__Request__.
Please find each line in the material below that contains the word "frame" and copy those lines. Case counts when matching.

__Data shown__.
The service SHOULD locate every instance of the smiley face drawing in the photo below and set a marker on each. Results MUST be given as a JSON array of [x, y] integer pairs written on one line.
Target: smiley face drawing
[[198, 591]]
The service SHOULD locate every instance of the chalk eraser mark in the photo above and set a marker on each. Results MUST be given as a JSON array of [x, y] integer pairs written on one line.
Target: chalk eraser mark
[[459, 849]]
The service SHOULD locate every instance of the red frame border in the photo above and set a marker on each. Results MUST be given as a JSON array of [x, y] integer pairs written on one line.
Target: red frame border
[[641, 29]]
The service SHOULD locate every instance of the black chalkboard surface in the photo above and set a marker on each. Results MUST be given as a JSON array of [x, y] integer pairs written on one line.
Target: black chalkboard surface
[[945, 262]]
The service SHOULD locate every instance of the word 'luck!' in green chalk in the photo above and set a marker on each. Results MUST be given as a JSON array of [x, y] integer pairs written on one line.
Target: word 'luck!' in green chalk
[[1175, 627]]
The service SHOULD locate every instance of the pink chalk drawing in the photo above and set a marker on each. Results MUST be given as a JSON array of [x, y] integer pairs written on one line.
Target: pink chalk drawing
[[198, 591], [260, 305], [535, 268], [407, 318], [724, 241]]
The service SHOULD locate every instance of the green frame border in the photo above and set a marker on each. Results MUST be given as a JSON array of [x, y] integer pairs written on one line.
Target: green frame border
--
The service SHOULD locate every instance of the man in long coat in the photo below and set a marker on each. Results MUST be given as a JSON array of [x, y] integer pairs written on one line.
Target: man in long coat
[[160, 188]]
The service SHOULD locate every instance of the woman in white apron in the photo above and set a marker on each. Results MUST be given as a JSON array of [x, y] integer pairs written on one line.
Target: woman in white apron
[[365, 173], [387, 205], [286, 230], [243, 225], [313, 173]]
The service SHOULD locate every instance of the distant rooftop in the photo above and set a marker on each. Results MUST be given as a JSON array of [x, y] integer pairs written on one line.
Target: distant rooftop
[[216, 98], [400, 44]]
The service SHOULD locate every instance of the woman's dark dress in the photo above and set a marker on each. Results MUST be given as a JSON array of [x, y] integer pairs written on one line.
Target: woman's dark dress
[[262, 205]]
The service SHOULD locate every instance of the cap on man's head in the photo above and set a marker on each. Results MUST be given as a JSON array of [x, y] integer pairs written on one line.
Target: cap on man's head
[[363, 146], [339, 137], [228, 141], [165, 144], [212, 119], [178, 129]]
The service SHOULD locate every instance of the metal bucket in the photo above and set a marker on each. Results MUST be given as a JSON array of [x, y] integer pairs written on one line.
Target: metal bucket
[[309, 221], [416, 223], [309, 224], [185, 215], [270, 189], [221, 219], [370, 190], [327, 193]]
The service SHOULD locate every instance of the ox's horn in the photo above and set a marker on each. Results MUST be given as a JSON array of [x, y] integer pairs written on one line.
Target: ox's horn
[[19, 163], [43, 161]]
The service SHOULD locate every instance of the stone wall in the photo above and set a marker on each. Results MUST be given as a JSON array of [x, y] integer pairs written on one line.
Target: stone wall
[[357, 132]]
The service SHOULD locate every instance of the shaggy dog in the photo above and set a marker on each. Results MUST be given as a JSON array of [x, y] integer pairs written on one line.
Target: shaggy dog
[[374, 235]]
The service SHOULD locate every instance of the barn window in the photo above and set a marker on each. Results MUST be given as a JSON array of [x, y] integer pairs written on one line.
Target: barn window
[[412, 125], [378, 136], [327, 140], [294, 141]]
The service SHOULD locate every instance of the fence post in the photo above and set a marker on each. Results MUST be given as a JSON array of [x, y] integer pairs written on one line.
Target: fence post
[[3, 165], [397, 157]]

__Result for this task__.
The service SHOULD locate every instance of the red frame border in the photo above and set a marker on each. Results MUST be given as a JSON array of [x, y] integer pairs written on one line.
Target: red frame border
The service SHOULD locate every instance of the green frame border in the photo above and set a marker on each. Results MUST be given as a JSON array of [x, y] integer pairs written on one line.
Target: green frame border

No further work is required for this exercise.